▸ **Requirements**: Copy out the listing in full, exactly as written, but not its pictures.

--- begin Source records ---

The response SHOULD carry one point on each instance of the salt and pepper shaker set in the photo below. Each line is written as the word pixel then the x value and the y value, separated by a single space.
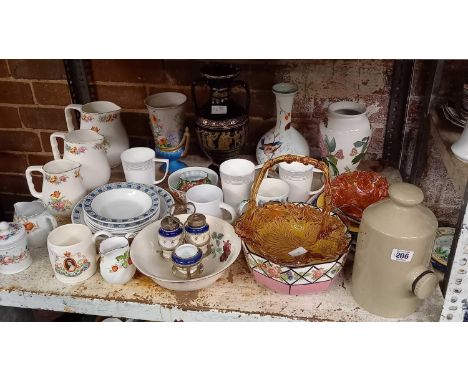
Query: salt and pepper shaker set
pixel 185 244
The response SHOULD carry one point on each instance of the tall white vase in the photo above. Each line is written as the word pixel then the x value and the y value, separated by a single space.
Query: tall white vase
pixel 346 137
pixel 283 138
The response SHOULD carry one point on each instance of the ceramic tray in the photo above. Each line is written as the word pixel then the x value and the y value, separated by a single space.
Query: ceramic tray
pixel 226 246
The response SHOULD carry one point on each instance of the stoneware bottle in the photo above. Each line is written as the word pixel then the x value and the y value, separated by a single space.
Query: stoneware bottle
pixel 283 138
pixel 345 138
pixel 104 118
pixel 391 274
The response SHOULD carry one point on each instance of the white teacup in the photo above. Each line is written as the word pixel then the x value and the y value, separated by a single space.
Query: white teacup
pixel 139 165
pixel 299 177
pixel 72 253
pixel 237 176
pixel 208 200
pixel 270 190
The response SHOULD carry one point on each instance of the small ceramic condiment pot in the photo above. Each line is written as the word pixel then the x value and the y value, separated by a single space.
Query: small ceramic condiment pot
pixel 299 178
pixel 208 200
pixel 237 176
pixel 197 231
pixel 187 261
pixel 170 235
pixel 72 253
pixel 36 220
pixel 139 165
pixel 14 252
pixel 115 265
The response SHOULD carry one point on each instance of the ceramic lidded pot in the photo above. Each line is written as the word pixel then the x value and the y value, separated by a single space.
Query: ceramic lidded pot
pixel 283 138
pixel 103 117
pixel 14 252
pixel 221 123
pixel 36 220
pixel 346 137
pixel 396 235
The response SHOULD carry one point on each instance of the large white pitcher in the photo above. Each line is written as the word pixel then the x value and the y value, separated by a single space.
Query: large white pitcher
pixel 85 147
pixel 104 118
pixel 62 186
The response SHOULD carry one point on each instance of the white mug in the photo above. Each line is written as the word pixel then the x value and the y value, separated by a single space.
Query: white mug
pixel 299 177
pixel 270 190
pixel 139 165
pixel 237 176
pixel 72 253
pixel 208 200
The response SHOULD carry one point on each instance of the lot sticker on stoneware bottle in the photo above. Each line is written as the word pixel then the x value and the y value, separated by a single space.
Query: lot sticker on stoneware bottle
pixel 402 255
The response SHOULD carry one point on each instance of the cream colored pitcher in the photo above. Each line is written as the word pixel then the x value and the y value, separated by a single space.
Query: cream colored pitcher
pixel 85 147
pixel 62 186
pixel 104 118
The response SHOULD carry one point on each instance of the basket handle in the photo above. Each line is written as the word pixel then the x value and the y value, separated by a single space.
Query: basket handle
pixel 327 203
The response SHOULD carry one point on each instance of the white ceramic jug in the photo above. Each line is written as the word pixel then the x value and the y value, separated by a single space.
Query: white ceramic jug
pixel 115 265
pixel 85 147
pixel 346 137
pixel 104 118
pixel 62 186
pixel 36 220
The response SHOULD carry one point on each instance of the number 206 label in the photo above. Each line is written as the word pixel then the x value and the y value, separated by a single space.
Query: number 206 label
pixel 402 255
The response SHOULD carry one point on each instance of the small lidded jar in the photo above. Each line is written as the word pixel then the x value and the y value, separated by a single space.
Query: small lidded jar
pixel 197 231
pixel 14 252
pixel 170 235
pixel 187 262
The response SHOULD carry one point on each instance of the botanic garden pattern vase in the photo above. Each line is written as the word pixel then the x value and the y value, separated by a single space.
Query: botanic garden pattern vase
pixel 104 118
pixel 62 185
pixel 283 138
pixel 221 123
pixel 345 139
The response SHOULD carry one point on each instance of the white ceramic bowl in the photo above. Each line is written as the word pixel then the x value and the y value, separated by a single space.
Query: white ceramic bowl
pixel 188 172
pixel 145 248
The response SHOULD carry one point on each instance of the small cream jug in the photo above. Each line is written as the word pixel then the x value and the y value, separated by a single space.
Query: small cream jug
pixel 36 220
pixel 104 118
pixel 62 186
pixel 391 274
pixel 115 265
pixel 85 147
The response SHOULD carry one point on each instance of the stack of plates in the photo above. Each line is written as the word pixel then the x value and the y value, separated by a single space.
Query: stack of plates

--- end Source records ---

▸ **Task result**:
The response SHOULD carry one point on each instance of the salt and pepper shaker set in the photo below. Each line is written as the word pixel then the x value and the y value, separated by a single space.
Query: salt and pepper shaker set
pixel 185 244
The response SHOULD carry one point on each instance of the tall white vase in the photo above. Each line is written as the word pixel then the x value and the y value, separated by a single space.
Query: tall white vase
pixel 346 137
pixel 283 138
The response SHOULD carry one point on each instance of the ceramic tray in the photo above. Each line is written as the word pixel then the x value and the y value, separated by a single space.
Query: ceramic tray
pixel 226 246
The response SHOULD carry one point on each instance of the stoneware bottle in the photo above. Each line is written as the word pixel then the x value and the y value, separated by a single space.
Query: stoneware bottle
pixel 283 138
pixel 345 138
pixel 104 118
pixel 391 274
The response SHOULD carry one point on each instance of the white teacup in the photo above. Each line is written as the word pixel then the x value and the y value, separated by a single space.
Query: white teacup
pixel 139 165
pixel 299 177
pixel 72 253
pixel 237 176
pixel 208 200
pixel 270 190
The response SHOULD carry one point on each instance of the small ceramic condiment pot in the photo above. Each line is written as the word pixel then the x value and the y value, separated by a single space.
Query: small ceramic condiment pot
pixel 299 178
pixel 208 200
pixel 237 176
pixel 197 231
pixel 187 261
pixel 170 235
pixel 72 253
pixel 36 220
pixel 139 165
pixel 14 252
pixel 115 265
The response SHOULD carry one point on each instance of the ceramic lidded pot in the photo above. Each line is written as the word pixel then the x value and the y value, separated by a single space.
Query: ceramic lidded pot
pixel 283 138
pixel 103 117
pixel 14 252
pixel 221 123
pixel 36 220
pixel 346 137
pixel 396 235
The response SHOULD carry one point on each instance of the large white pitcher in the photo above. Each line is written as the word pixel then the x value and the y value, separated by a single space.
Query: large white pitcher
pixel 85 147
pixel 104 118
pixel 62 186
The response SHOULD carry one point on each instance of the white mug in the photo above. Each line is written as the word pixel then the x value and the y value, separated by a single space.
Query: white mug
pixel 299 177
pixel 270 190
pixel 139 165
pixel 237 176
pixel 72 253
pixel 208 200
The response SHOULD carry one point on each instance of the lot sticker on stoneware bottle in the photo above. Each line is written as the word pixel then the x value and the y value, separated by a single space.
Query: lot sticker on stoneware bottle
pixel 402 255
The response SHOULD carry one point on each instance of the cream colored pitcher in the photo above. Each line is written as the word pixel then the x value and the y value, separated by a single space.
Query: cream colored pitcher
pixel 85 147
pixel 62 186
pixel 104 118
The response SHOULD carry one point on each instance of the basket handle in the photo above. Each line is written as the word pixel then the x value and the y value, separated by a single space.
Query: basket handle
pixel 327 203
The response SHOULD carry one point on each instance of the white ceramic jug in the photo above. Each line is written as the word pixel then the x value and the y value, separated by a single space.
Query: white ceramic jug
pixel 115 265
pixel 85 147
pixel 346 137
pixel 104 118
pixel 62 186
pixel 36 220
The response SHOULD carry one point on each instance of the number 206 label in the photo above. Each line is written as the word pixel then the x value and the y value, separated by a single space.
Query: number 206 label
pixel 402 255
The response SHOULD carry one point on each instance of the small lidded jar in the photo above. Each line is written as the word pixel then the x value and the y value, separated by a single space.
Query: small lidded jar
pixel 197 231
pixel 14 252
pixel 170 235
pixel 187 262
The response SHOULD carry one point on each instance of the botanic garden pattern vase in the photo above. Each line is written as the word pixel then the x value and the y value, separated by a single space.
Query: botanic garden pattern vase
pixel 104 118
pixel 62 185
pixel 283 138
pixel 221 123
pixel 345 139
The response SHOULD carry one point on each instance of the white ceramic bowl in the photo above. Each line is written as the word pixel then the x value and the y value, separated by a single space.
Query: white ceramic bowl
pixel 188 172
pixel 145 248
The response SHOULD carry one point on each instance of the small cream jug in the photo above. Each line is written as the word pixel then the x value and the y value, separated by a single space.
Query: small cream jug
pixel 36 220
pixel 104 118
pixel 62 186
pixel 391 274
pixel 115 265
pixel 85 147
The response SHOULD carry one point on each instance of the stack of plates in the photo above. Each line is written as the word pixel then the x value and the y value, separated by a single space.
Query: stack of plates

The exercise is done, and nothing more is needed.